ACTIONS TO TAKE:
a. In the post about testing the old Windows 10 machine, what tool does the writer use to test the RAM?
b. Summarize the post about testing the old Windows 10 machine in two sentences.
c. In the post about testing the old Windows 10 machine, can you turn the paragraph beginning "I ran Furmark for about 7 minutes" into a short bulleted list that keeps its main facts?

Alrighty, I have Windows 10 up and running on this old beastie, time to get to testing.

*Detailed Specs*
CPU, mobo, GPU:


*Stability Testing*
Before running benchmarks, I want to ensure stability. After being so clogged up with dust for so long, and having to clean every little nook of every component, the chance that something might have been zapped in the process is in my mind somewhat likely.

First, a RAM test in Memtest86+ is in order:


And it's a pass!

I'll use Furmark to stress the GPU, and Prime95 to stress the CPU. In the process I'll see what the maximum temps are for both GPU and CPU to confirm cooling is working as it should on the lightweight OEM heatsinks and fans.

*Idle Temps*
First, here are system idle temps for reference:


26C for the CPU (wow!), 53C for the GPU.

*Furmark on the Radeon HD 4350*
I ran Furmark for about 7 minutes until the GPU temp seemed to plateau at 76C. Interestingly the fan on the heatsink never ticked up from 13%. No artifacts appeared on-screen, so the video card seems to be holding up.


A quick note on the GPU drivers - the latest drivers I could find on the AMD website for the HD 4350 were compatible up to Windows 8 - as I'm doing my testing on Windows 10, I'm just running the Windows drivers from Windows Update.

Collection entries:
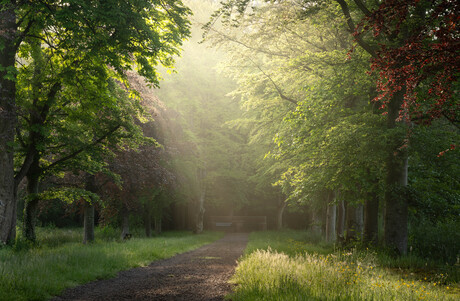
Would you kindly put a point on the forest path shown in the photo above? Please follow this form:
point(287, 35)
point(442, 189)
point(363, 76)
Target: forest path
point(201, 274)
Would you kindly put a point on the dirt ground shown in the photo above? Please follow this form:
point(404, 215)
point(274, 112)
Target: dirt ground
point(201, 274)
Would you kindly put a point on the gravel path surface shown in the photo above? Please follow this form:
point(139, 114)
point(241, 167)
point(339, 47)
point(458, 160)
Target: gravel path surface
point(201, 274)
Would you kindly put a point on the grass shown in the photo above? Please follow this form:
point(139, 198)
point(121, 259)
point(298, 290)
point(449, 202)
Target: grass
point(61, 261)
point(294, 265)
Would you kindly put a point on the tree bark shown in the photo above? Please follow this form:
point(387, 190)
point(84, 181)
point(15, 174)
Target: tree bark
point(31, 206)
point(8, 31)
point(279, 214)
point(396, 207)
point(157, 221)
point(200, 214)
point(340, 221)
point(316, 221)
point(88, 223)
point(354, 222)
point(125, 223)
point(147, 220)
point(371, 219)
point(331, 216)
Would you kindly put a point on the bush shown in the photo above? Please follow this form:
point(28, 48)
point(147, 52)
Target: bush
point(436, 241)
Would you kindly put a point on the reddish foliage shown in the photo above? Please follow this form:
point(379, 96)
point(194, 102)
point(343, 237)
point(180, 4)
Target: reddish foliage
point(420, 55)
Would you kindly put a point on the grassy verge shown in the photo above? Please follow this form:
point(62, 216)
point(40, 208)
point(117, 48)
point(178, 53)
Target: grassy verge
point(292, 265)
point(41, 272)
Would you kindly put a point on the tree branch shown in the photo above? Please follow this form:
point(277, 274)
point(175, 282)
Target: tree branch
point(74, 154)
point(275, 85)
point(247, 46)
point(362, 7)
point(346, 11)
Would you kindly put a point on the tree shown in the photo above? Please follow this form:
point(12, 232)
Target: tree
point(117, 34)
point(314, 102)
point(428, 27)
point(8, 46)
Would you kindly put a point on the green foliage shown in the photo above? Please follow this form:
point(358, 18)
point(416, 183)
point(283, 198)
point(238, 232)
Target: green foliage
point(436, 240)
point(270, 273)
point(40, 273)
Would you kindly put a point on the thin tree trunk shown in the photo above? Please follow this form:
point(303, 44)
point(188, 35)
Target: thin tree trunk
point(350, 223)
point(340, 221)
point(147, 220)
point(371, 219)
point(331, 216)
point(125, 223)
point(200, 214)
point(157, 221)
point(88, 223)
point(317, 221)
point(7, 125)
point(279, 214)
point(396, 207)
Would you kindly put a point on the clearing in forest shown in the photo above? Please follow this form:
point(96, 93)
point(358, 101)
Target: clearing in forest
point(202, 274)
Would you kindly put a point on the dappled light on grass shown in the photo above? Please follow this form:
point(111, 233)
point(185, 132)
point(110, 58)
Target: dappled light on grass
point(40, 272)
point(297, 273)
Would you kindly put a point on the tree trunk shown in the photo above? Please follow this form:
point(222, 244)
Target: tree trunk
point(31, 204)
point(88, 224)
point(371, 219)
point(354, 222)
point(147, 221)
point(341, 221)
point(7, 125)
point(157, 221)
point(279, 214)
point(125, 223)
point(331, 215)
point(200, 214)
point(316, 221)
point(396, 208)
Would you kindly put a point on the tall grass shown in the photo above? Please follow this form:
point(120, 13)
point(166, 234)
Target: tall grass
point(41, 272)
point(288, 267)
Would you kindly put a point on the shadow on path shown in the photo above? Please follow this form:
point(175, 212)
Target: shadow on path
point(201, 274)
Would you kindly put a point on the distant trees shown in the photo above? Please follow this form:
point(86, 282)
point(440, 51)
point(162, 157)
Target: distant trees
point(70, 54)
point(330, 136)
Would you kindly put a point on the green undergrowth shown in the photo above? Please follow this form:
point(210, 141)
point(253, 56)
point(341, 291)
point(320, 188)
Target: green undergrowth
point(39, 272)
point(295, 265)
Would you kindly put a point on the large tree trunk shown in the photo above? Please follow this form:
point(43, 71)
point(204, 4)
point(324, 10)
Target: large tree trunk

OUTPUTS IN ORDER:
a. Memtest86+.

b. After getting Windows 10 running on an old machine that had been heavily clogged with dust, the writer checks stability before benchmarking, and the RAM passes a Memtest86+ test. At idle the CPU sits at 26C and the GPU at 53C, and a roughly 7-minute Furmark run on the Radeon HD 4350 plateaus at 76C with no artifacts, using Windows Update drivers because AMD's latest drivers only support up to Windows 8.

c.
- Furmark ran for about 7 minutes, until the GPU temperature plateaued at 76C.
- The heatsink fan never rose above 13%.
- No artifacts appeared on-screen, so the video card seems to be holding up.